--- Begin ---

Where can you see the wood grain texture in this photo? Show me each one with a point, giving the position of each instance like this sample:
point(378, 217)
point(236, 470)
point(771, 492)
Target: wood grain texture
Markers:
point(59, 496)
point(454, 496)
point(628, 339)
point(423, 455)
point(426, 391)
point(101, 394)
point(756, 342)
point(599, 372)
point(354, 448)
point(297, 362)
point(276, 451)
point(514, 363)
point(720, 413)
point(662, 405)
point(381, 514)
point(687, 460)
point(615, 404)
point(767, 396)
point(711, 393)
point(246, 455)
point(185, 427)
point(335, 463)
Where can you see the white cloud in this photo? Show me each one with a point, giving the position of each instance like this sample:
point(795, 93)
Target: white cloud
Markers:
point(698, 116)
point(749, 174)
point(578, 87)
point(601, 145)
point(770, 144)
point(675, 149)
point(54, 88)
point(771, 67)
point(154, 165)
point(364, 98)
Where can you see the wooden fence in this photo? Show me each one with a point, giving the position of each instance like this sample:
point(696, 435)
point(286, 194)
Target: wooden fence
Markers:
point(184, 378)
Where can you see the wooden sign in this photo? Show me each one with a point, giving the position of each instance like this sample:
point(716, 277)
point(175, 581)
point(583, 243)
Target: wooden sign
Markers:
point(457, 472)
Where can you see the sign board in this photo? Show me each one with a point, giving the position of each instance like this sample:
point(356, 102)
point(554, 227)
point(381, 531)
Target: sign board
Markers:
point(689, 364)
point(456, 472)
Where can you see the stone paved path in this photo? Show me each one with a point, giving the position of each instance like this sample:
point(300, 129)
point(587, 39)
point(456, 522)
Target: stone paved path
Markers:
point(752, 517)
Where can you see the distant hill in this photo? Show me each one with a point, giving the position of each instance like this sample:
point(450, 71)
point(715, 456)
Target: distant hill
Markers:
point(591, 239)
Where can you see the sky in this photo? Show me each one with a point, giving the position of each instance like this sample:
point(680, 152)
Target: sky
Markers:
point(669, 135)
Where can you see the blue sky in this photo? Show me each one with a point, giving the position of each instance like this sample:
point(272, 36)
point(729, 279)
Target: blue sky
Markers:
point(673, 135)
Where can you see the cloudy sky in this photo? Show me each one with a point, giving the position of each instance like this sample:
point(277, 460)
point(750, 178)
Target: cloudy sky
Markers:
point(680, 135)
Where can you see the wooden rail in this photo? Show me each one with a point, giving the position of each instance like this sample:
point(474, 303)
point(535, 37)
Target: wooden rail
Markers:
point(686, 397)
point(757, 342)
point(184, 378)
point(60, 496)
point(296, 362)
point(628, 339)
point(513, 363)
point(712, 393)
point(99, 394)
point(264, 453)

--- End ---

**What the exercise asks:**
Copy the listing above line for line, from start to finish, without altering anything.

**Result of the task:**
Where can you see the wood grain texture in this photo? Show me each one with a point, giving the position of each instance like this sample:
point(378, 217)
point(236, 470)
point(771, 492)
Target: wood grain texture
Markers:
point(59, 496)
point(454, 496)
point(628, 339)
point(423, 455)
point(426, 391)
point(101, 394)
point(756, 342)
point(599, 372)
point(354, 448)
point(297, 362)
point(276, 451)
point(514, 363)
point(720, 413)
point(662, 405)
point(381, 514)
point(687, 460)
point(615, 404)
point(767, 396)
point(711, 393)
point(246, 455)
point(185, 427)
point(335, 463)
Where can you see the white cloud in this photo? Show me each one with a point, giving the position of each instance like this sample:
point(795, 93)
Target: white cloud
Markers:
point(698, 116)
point(749, 174)
point(578, 87)
point(601, 145)
point(770, 144)
point(675, 149)
point(54, 88)
point(771, 67)
point(154, 165)
point(364, 98)
Where can you see the wooden fence in this photo? Show me each one with a point, giving the position of each instance like this sample:
point(696, 435)
point(286, 194)
Target: wooden fence
Markers:
point(184, 378)
Where can you see the wooden sign in this photo? Show me each one with a point, giving the position of each instance like this sample:
point(716, 277)
point(175, 581)
point(583, 243)
Target: wooden sign
Markers:
point(457, 472)
Where can you see the sign board in this photo? Show me each one with a point, giving the position of each instance like this sample:
point(356, 102)
point(554, 227)
point(381, 531)
Target: sign board
Markers:
point(689, 364)
point(456, 472)
Where can you see the stone paved path in this photo? Show me each one with a point, giving the position of each instance like this sample:
point(300, 129)
point(587, 39)
point(456, 522)
Target: stone paved path
Markers:
point(752, 517)
Where can you see the distant hill in this photo? Show me each one with a point, giving the position of each instance like this sample:
point(450, 71)
point(715, 456)
Target: distant hill
Markers:
point(591, 239)
Where can you see the sky in this photo? Show me each one with a point, giving the position of each instance like this sample:
point(680, 152)
Target: sky
Markers:
point(669, 135)
Where can you see the blue sky in this photo? Show me each one with a point, giving the position of each instance like this sample:
point(272, 36)
point(729, 279)
Target: blue sky
Markers:
point(673, 135)
Where can you see the cloudy sky in this photo? Show me each one with a point, giving the position of each instance like this sample:
point(277, 460)
point(750, 178)
Target: cloudy sky
Markers:
point(680, 135)
Where can you see the wooden rail in this photo? Show me each one with a point, giving the position of each instance like this sample:
point(474, 303)
point(535, 37)
Target: wooden rail
Markers:
point(686, 397)
point(757, 342)
point(184, 378)
point(60, 496)
point(296, 362)
point(628, 339)
point(513, 363)
point(712, 393)
point(99, 394)
point(264, 453)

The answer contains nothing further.